Requirement =
Which lines below hold the word "positive"? Copy all of them.

Data provided =

▬▬▬▬▬▬

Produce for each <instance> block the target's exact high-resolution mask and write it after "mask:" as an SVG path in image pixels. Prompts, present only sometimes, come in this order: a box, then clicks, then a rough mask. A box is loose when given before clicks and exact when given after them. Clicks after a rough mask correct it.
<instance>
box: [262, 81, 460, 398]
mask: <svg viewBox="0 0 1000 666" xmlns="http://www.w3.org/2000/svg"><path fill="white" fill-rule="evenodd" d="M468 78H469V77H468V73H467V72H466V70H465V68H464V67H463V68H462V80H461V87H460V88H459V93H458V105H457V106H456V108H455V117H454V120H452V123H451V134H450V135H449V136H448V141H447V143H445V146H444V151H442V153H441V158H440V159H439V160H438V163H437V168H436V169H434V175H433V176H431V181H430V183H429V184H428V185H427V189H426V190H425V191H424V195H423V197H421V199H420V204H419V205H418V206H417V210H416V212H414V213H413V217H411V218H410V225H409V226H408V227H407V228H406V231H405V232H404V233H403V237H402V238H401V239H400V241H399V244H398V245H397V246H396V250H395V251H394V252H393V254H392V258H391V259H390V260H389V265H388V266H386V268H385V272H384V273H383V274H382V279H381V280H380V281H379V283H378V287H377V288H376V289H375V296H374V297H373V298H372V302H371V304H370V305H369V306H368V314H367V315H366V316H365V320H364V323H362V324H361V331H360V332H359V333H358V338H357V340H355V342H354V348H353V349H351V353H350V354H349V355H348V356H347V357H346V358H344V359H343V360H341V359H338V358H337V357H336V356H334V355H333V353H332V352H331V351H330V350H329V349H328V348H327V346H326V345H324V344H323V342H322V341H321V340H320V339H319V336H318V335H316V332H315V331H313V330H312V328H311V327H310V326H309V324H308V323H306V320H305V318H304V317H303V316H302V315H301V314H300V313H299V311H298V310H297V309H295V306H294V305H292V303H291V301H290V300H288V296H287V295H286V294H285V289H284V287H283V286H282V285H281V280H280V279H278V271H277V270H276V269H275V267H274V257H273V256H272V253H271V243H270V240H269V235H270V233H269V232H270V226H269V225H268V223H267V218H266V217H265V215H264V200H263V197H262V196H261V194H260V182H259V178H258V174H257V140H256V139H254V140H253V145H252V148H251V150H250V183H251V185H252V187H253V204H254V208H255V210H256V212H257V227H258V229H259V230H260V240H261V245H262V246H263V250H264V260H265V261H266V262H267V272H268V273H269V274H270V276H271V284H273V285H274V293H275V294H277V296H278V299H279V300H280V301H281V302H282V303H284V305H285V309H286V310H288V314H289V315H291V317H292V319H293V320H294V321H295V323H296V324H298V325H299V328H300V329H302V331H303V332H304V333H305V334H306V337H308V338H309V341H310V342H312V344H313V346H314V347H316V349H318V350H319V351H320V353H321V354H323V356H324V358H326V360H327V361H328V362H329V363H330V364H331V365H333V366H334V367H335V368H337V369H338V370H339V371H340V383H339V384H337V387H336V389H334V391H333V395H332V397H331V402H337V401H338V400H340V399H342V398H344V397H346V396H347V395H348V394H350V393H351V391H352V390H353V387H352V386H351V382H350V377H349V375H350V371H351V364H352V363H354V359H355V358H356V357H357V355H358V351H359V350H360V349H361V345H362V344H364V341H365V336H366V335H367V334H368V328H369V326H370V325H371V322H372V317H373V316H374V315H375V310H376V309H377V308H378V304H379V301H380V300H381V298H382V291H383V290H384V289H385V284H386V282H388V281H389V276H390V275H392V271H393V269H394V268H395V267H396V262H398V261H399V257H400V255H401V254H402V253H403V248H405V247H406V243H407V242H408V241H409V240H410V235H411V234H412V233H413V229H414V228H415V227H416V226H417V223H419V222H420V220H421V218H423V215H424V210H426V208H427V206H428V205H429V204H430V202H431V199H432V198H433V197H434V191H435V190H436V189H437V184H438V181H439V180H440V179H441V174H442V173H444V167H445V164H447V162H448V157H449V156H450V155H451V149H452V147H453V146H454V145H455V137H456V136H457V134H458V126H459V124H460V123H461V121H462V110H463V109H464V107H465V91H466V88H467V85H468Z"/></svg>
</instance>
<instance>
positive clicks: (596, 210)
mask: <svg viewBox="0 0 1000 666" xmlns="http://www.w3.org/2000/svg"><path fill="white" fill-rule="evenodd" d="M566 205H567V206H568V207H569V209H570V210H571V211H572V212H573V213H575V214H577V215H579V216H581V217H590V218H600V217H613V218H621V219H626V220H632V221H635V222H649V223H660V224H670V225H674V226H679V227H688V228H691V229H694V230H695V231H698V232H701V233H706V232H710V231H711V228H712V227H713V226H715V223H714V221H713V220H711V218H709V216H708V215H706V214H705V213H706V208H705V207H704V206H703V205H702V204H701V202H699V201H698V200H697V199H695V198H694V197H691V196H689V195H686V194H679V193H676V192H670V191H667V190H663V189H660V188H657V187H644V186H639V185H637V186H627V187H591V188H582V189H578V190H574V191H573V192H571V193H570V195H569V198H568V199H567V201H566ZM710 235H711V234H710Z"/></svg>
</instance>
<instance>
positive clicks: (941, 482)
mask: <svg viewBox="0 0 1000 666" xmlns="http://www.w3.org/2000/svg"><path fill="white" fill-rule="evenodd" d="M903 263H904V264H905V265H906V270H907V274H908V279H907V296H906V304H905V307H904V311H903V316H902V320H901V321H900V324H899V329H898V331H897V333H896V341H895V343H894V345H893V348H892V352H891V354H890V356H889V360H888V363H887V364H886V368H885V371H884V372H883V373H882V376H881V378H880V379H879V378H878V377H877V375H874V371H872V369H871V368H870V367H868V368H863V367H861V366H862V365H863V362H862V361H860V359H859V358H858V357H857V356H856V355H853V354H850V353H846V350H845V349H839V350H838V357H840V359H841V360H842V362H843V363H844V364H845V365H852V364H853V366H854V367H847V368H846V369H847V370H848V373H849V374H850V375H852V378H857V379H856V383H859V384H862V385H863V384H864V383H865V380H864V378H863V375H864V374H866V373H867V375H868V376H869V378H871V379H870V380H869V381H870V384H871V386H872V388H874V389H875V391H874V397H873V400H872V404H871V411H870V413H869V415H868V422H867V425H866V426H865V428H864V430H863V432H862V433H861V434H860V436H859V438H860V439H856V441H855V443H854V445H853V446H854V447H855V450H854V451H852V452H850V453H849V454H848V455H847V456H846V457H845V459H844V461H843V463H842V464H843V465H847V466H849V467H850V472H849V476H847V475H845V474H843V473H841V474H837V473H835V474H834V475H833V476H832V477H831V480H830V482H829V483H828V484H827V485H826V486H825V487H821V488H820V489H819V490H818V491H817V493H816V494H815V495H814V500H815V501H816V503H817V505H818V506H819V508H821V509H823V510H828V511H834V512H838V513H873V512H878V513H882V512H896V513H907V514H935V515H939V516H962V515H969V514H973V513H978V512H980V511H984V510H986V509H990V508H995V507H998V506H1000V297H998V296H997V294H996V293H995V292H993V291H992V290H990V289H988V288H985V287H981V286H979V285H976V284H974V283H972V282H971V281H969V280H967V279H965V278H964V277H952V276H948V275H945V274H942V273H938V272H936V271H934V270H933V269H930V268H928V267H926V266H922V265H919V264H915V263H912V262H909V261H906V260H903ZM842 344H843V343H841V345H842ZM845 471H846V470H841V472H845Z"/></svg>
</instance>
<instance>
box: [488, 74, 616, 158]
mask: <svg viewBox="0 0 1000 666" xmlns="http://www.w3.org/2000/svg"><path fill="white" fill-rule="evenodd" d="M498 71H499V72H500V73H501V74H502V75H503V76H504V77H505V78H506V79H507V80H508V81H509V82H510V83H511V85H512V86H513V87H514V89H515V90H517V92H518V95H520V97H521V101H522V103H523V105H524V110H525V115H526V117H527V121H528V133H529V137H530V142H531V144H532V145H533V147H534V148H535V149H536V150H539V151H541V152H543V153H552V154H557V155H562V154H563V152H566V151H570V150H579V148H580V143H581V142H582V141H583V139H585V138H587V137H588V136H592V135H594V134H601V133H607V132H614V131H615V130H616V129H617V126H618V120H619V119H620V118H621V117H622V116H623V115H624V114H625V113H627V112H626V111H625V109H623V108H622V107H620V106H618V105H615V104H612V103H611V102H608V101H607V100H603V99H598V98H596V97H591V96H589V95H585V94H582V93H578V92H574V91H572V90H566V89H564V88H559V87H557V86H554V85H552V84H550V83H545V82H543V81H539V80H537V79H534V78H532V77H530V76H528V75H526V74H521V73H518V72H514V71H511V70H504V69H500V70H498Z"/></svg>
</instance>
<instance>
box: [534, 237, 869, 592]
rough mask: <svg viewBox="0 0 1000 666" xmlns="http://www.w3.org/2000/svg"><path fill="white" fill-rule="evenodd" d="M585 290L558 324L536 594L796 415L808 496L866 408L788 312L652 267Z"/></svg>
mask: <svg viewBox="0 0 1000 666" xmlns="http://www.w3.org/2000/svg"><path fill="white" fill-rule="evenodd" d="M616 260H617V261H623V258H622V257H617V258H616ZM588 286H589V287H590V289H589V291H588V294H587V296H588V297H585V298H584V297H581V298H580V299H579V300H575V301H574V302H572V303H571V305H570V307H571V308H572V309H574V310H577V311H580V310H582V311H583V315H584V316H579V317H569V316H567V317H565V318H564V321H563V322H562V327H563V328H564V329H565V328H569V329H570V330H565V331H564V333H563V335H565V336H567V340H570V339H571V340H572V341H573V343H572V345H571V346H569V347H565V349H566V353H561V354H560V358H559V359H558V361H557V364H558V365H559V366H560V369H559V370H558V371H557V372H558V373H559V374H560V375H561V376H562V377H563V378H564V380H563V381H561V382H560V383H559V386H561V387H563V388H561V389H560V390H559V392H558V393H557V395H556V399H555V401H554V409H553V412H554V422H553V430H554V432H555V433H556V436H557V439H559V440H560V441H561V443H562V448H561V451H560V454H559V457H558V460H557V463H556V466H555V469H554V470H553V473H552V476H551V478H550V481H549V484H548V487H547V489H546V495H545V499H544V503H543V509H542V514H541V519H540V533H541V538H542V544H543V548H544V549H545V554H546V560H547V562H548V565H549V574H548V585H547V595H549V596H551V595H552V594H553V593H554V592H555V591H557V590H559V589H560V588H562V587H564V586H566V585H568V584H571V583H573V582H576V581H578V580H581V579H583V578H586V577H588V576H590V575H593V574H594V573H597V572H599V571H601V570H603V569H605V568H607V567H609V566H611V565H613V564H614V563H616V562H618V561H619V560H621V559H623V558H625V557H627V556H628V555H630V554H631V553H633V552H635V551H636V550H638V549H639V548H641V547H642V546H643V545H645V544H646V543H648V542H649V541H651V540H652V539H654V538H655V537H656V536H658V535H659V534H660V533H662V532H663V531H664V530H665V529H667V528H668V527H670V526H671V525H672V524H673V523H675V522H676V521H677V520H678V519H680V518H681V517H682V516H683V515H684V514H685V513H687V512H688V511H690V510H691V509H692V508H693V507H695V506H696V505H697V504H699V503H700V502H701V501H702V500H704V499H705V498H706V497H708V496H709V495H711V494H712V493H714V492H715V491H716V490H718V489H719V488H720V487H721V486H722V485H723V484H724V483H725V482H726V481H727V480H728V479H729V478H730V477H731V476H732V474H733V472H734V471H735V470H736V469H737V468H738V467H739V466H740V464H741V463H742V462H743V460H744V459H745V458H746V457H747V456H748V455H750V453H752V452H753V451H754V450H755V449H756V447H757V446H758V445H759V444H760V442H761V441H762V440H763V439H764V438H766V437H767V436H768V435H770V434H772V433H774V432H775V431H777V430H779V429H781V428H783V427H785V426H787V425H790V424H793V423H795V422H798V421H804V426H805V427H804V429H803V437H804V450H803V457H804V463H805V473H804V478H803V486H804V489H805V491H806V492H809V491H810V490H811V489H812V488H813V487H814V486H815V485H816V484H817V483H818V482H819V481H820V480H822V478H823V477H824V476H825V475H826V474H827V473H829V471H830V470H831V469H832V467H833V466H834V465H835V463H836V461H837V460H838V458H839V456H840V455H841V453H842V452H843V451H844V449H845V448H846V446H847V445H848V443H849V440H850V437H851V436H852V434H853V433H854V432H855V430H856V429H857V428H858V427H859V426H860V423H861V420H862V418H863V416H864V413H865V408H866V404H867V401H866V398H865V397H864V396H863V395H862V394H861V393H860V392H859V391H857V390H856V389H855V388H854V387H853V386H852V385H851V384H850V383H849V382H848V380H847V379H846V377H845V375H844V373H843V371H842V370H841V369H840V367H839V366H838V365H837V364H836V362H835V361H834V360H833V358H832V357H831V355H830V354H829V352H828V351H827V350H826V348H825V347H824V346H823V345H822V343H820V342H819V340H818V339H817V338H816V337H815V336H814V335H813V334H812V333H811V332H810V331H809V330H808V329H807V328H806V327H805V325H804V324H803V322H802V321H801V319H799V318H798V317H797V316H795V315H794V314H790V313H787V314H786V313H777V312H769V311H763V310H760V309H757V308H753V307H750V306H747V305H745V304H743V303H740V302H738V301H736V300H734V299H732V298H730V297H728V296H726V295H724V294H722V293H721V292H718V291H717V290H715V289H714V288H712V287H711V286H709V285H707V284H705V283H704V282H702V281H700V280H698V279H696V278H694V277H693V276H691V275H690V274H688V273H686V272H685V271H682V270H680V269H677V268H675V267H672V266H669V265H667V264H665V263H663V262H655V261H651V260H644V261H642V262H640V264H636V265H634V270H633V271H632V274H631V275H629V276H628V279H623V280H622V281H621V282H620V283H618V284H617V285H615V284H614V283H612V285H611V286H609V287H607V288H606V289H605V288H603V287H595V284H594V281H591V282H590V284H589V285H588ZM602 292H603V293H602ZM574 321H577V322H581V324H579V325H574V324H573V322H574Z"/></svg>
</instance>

▬▬▬▬▬▬

Solution to this exercise =
positive clicks: (596, 210)
positive clicks: (941, 482)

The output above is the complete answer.